(DIRECTION 1): Convert the segment command rows below into a JSON list of strings, one string per row. Skip any blank lines and leave the picture out.

====== TEXT SECTION

Keywords

1 Introduction

This chapter charts the often contradictory processes that have been pursued in Northeast India (NEI) by the significant population of Indigenous People, defined in India as Scheduled Tribes (ST), towards the maintenance of political and cultural independence. Greatly impacted by British colonialism, and later events of World War II, since Indian independence in 1947, the Indigenous groups of the region have been forced into on-going struggles against twin pressures: the Indian National Government and the predatory forces of modernisation and development. This chapter outlines the historical context, focused on both the agencies of peaceful strategies and armed struggles employed by Indigenous peoples in this tumultuous region. Our analysis shows that this region has been established as a governmental system of structural violence against Indigenous Peoples and presents a complex challenge without easy solutions. However, the influence of nonviolent campaigns has been a persistent presence, which continues to expand and pave the way towards recognition of the rights of Indigenous Peoples and the establishment of legal and political frameworks to secure those rights.

============

(DIRECTION 2): Translate this sentence from the introduction on Northeast India into Spanish: "This chapter outlines the historical context, focused on both the agencies of peaceful strategies and armed struggles employed by Indigenous peoples in this tumultuous region."

====== SUPPLIED DATA

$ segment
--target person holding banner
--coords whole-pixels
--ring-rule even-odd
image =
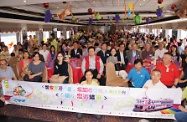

============

(TASK SOLUTION 1):
[
  "$ segment",
  "--target person holding banner",
  "--coords whole-pixels",
  "--ring-rule even-odd",
  "image ="
]

(TASK SOLUTION 2): Este capítulo expone el contexto histórico, centrado en la agencia tanto de las estrategias pacíficas como de las luchas armadas empleadas por los pueblos indígenas en esta tumultuosa región.